Problème court →
Traduisez en anglais la phrase suivante de l'extrait du document ci-dessous : « Bref, la finalité de ce centre est de démontrer qu'avec des techniques peu sophistiquées et des moyens modestes, on peut élever le niveau de vie des villages déshérités du Sahel, en leur assurant une indépendance énergétique, grâce à une combinaison judicieuse des trois formes d'énergie douce. »

Extrait du document →
════════

Ce centre qui n’existe en ce moment dans aucun pays du monde, et auquel le gouvernement attache une importance toute particulière, pourrait, à long terme, favoriser la naissance de petites industries non polluantes, adaptées à nos réalités et capables d’occuper nos ruraux pendant la saison sèche. Il sera également une source d’inspiration pour nos jeunes ruraux ayant suivi en particulier le cycle complet de l’enseignement moyen pratique, dans leurs tâches quotidiennes d’amélioration et de rationalisation des méthodes traditionnelles de travail avec les moyens dont ils disposent.

Bref, la finalité de ce centre est de démontrer qu’avec des techniques peu sophistiquées et des moyens modestes, on peut élever le niveau de vie des villages déshérités du Sahel, en leur assurant une indépendance énergétique, grâce à une combinaison judicieuse des trois formes d’énergie douce.

════════

Données enregistrées →
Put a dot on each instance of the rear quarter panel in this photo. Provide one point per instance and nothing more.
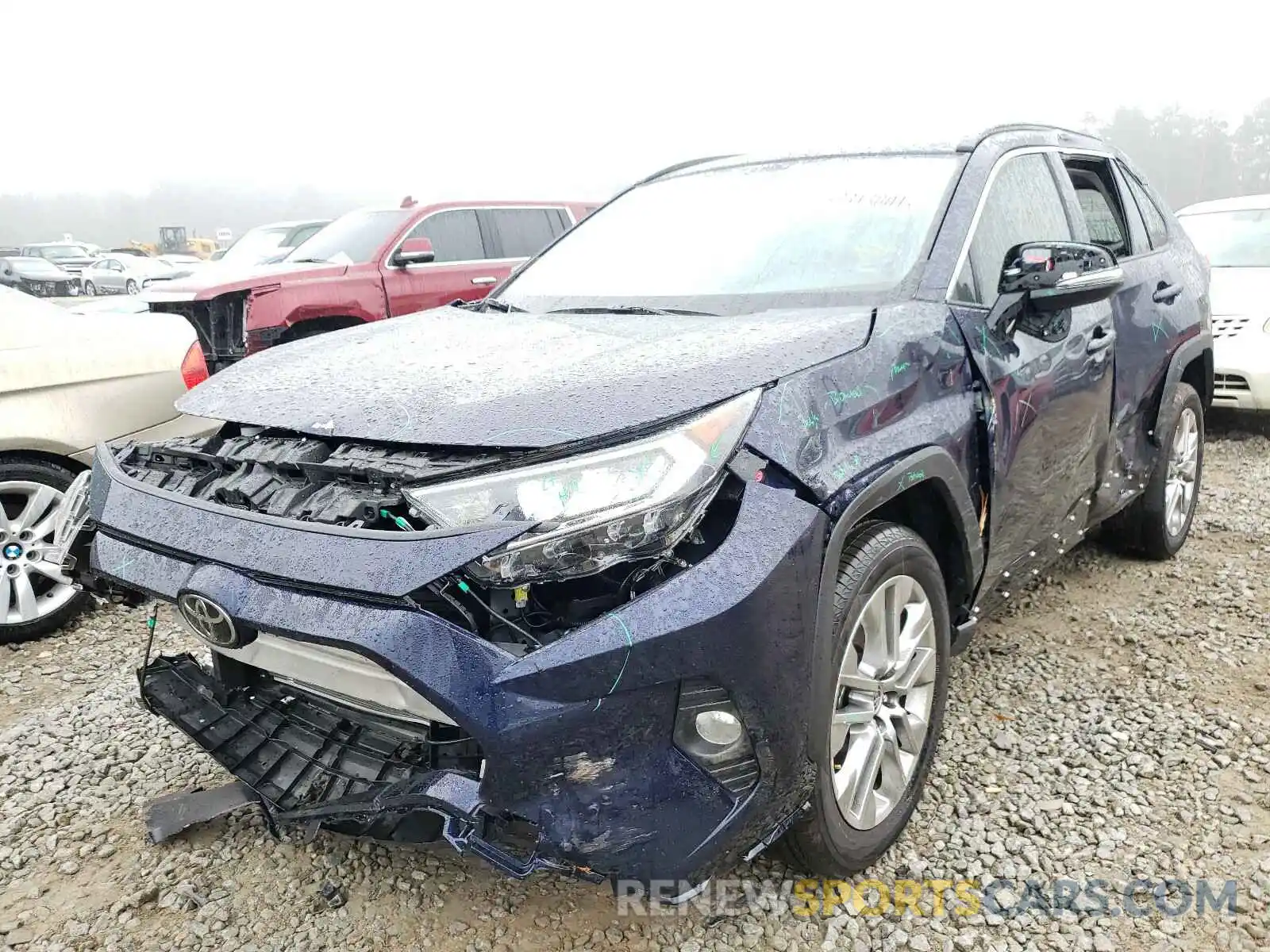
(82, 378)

════════

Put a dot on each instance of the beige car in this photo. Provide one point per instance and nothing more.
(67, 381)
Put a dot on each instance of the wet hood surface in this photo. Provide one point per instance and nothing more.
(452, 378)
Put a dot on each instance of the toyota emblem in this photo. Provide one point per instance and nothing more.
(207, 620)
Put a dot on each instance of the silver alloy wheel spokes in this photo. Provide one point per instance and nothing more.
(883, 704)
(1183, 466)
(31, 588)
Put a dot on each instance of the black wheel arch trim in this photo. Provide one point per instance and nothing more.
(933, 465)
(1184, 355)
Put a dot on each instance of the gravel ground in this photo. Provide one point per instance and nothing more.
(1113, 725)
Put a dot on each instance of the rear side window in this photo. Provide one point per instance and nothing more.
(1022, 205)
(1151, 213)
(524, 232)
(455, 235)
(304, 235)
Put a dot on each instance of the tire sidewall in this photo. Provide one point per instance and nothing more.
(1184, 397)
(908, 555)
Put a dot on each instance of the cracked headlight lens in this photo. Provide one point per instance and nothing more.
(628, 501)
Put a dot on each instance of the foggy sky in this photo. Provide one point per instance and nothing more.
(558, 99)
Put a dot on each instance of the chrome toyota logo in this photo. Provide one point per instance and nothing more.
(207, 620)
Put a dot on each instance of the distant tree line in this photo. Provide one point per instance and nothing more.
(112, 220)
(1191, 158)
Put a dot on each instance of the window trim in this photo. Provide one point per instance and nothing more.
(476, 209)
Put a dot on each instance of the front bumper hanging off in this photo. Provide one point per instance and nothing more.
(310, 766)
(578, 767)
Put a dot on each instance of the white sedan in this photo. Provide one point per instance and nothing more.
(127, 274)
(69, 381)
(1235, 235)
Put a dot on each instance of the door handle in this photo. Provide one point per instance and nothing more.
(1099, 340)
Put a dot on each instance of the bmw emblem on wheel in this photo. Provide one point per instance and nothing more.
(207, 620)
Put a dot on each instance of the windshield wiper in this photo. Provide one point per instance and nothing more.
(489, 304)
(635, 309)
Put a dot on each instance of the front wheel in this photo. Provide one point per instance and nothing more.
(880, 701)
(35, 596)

════════

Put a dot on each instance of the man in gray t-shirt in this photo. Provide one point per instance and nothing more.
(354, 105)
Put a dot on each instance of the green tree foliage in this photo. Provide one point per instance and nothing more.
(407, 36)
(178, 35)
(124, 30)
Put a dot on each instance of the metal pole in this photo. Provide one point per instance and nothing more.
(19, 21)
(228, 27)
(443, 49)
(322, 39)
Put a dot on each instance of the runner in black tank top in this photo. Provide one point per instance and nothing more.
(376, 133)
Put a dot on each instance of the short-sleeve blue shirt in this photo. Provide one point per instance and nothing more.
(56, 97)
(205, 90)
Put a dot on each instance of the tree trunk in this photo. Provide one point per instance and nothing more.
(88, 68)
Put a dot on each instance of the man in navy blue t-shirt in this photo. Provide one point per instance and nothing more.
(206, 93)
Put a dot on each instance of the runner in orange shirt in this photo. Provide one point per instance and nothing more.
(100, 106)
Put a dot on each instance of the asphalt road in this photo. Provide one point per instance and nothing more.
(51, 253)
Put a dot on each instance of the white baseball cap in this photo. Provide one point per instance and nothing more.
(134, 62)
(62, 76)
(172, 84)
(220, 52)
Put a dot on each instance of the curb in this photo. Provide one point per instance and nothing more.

════════

Corrigé proposé →
In short, the purpose of this center is to demonstrate that with unsophisticated techniques and modest means, it is possible to raise the standard of living of the impoverished villages of the Sahel by ensuring their energy independence, through a judicious combination of the three forms of soft energy.